"""

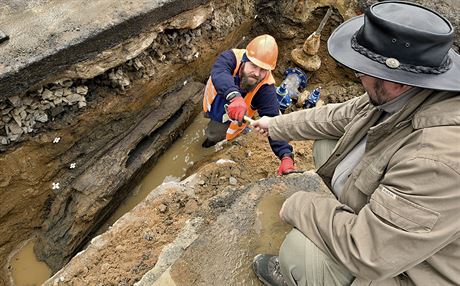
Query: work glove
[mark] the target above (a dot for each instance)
(287, 166)
(237, 109)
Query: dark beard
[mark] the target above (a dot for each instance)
(380, 93)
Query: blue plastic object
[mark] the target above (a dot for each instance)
(288, 92)
(312, 99)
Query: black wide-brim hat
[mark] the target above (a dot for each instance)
(400, 42)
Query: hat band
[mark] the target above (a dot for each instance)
(445, 66)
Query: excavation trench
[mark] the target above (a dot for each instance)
(110, 150)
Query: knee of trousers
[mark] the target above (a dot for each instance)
(298, 254)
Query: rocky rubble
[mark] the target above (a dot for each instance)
(20, 114)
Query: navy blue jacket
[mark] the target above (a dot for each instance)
(264, 101)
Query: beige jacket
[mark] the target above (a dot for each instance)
(397, 221)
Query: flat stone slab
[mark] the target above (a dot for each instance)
(45, 37)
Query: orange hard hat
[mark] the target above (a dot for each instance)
(263, 52)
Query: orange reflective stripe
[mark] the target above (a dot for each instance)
(234, 130)
(209, 95)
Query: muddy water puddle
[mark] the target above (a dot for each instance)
(26, 270)
(270, 233)
(171, 166)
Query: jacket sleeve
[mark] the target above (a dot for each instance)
(324, 122)
(266, 104)
(222, 73)
(411, 215)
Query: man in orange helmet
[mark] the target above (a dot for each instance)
(242, 80)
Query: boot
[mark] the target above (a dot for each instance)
(267, 269)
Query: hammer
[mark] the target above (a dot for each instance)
(245, 117)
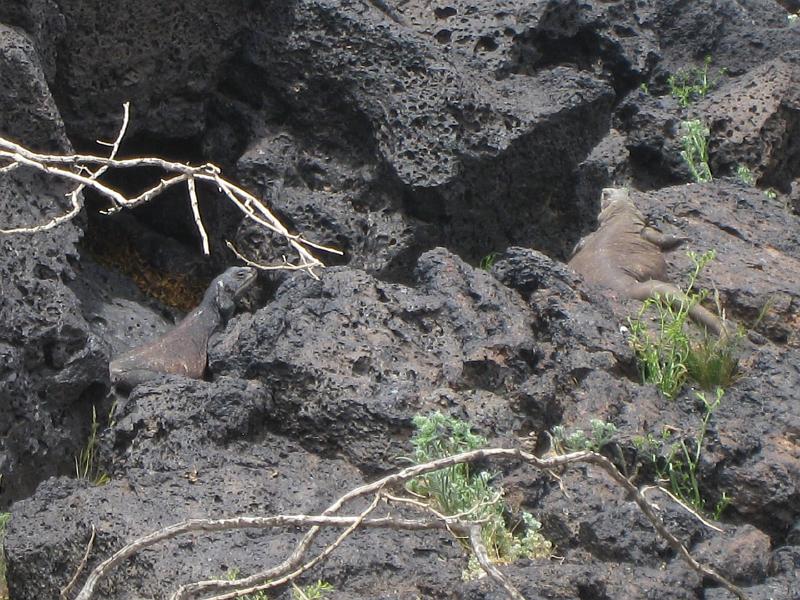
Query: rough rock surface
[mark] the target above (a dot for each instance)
(49, 359)
(419, 137)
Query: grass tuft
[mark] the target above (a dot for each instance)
(461, 490)
(671, 356)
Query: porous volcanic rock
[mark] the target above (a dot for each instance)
(50, 363)
(419, 138)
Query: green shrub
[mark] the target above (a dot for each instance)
(461, 490)
(86, 462)
(689, 85)
(233, 575)
(4, 519)
(745, 175)
(602, 433)
(313, 591)
(695, 149)
(671, 356)
(676, 462)
(487, 262)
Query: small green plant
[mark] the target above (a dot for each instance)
(745, 175)
(671, 356)
(695, 149)
(689, 85)
(85, 463)
(677, 462)
(602, 433)
(713, 362)
(460, 490)
(233, 574)
(313, 591)
(487, 262)
(4, 519)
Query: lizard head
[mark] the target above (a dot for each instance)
(613, 202)
(226, 289)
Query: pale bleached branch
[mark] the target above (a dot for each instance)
(85, 169)
(283, 572)
(68, 588)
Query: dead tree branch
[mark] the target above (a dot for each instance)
(293, 566)
(86, 169)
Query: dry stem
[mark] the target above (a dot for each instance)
(291, 567)
(86, 169)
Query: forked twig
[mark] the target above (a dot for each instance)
(86, 169)
(293, 565)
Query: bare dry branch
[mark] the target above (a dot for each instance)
(292, 566)
(479, 549)
(85, 169)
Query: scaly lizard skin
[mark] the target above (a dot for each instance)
(184, 350)
(625, 255)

"""

Work to do
Arrange all of the items above as a Markdown table with two columns, Number and Text, giving each line its own numbered row. Omit blank lines and the pictures.

Completed task
| Number | Text |
|---|---|
| 1 | Query: work glove |
| 2 | [mark] the target above (a dot for each instance) |
| 3 | (287, 166) |
| 4 | (237, 109) |
| 5 | Query: dark beard |
| 6 | [mark] the target above (a dot for each instance) |
| 7 | (380, 93) |
| 8 | Query: blue plastic object |
| 9 | [mark] the target above (a dot for each instance) |
| 10 | (288, 92) |
| 11 | (312, 99) |
| 12 | Query: black wide-brim hat |
| 13 | [mark] the target above (a dot for each instance) |
| 14 | (400, 42) |
| 15 | Query: hat band |
| 16 | [mark] the target above (a dot for each instance) |
| 17 | (445, 66) |
| 18 | Query: excavation trench |
| 19 | [mark] the target above (a dot for each instance) |
| 20 | (110, 150) |
| 21 | Query: knee of trousers |
| 22 | [mark] the target above (a dot for each instance) |
| 23 | (298, 254) |
| 24 | Query: rocky rubble |
| 25 | [mark] the target above (a dot for each instance) |
| 26 | (20, 114) |
| 27 | Query: navy blue jacket |
| 28 | [mark] the target above (a dot for each instance) |
| 29 | (264, 101) |
| 30 | Query: beige jacket |
| 31 | [mark] the target above (a dot for each instance) |
| 32 | (397, 221) |
| 33 | Query: flat stone slab |
| 34 | [mark] the target above (a dot for each instance) |
| 35 | (45, 37) |
| 36 | Query: orange hard hat |
| 37 | [mark] the target above (a dot for each instance) |
| 38 | (263, 52) |
| 39 | Query: orange reflective stripe |
| 40 | [mark] the target above (a dot for each instance) |
| 41 | (234, 130) |
| 42 | (209, 95) |
| 43 | Query: muddy water puddle |
| 44 | [mark] the target above (a dot for each instance) |
| 45 | (26, 270) |
| 46 | (270, 233) |
| 47 | (171, 166) |
| 48 | Query: jacket sleeve |
| 49 | [mark] the target above (a dot for each instance) |
| 50 | (324, 122) |
| 51 | (266, 104) |
| 52 | (222, 73) |
| 53 | (411, 215) |
| 54 | Query: man in orange helmet |
| 55 | [mark] the target above (a dot for each instance) |
| 56 | (242, 80) |
| 57 | Query: boot |
| 58 | [mark] the target above (a dot for each instance) |
| 59 | (267, 269) |
| 60 | Query: hammer |
| 61 | [mark] the target above (a dot for each instance) |
| 62 | (245, 117) |
| 63 | Query: rough rock surface |
| 64 | [mark] the target above (a dot for each instance) |
| 65 | (49, 359) |
| 66 | (419, 137) |
| 67 | Query: grass tuft |
| 68 | [mark] the target above (a dot for each instance) |
| 69 | (461, 490) |
| 70 | (671, 356) |
| 71 | Query: porous volcanic rock |
| 72 | [mark] the target above (a dot for each instance) |
| 73 | (50, 363) |
| 74 | (419, 138) |
| 75 | Query: green shrub |
| 76 | [mark] the target above (a dot for each instance) |
| 77 | (461, 490) |
| 78 | (86, 462) |
| 79 | (689, 85) |
| 80 | (233, 575) |
| 81 | (4, 519) |
| 82 | (745, 175) |
| 83 | (602, 433) |
| 84 | (313, 591) |
| 85 | (695, 149) |
| 86 | (671, 356) |
| 87 | (676, 462) |
| 88 | (487, 262) |
| 89 | Query: small green plant |
| 90 | [mark] the target above (a dot for each instance) |
| 91 | (745, 175) |
| 92 | (671, 356) |
| 93 | (695, 149) |
| 94 | (689, 85) |
| 95 | (85, 463) |
| 96 | (677, 462) |
| 97 | (602, 433) |
| 98 | (713, 362) |
| 99 | (460, 490) |
| 100 | (233, 574) |
| 101 | (313, 591) |
| 102 | (487, 262) |
| 103 | (4, 519) |
| 104 | Query: lizard head |
| 105 | [mark] the target above (a dot for each instance) |
| 106 | (613, 202) |
| 107 | (226, 289) |
| 108 | Query: pale bleached branch |
| 109 | [mark] the target above (a dot for each instance) |
| 110 | (85, 169) |
| 111 | (283, 572) |
| 112 | (68, 588) |
| 113 | Query: dead tree branch |
| 114 | [mark] the target above (a dot for each instance) |
| 115 | (293, 566) |
| 116 | (86, 169) |
| 117 | Query: dry stem |
| 118 | [mark] the target above (a dot for each instance) |
| 119 | (291, 567) |
| 120 | (86, 169) |
| 121 | Query: forked twig |
| 122 | [mark] the target above (a dot for each instance) |
| 123 | (86, 169) |
| 124 | (293, 565) |
| 125 | Query: bare dry branch |
| 126 | [mark] the target above (a dot for each instance) |
| 127 | (292, 566) |
| 128 | (479, 549) |
| 129 | (85, 169) |
| 130 | Query: scaly lizard skin |
| 131 | [mark] the target above (a dot for each instance) |
| 132 | (184, 350) |
| 133 | (625, 255) |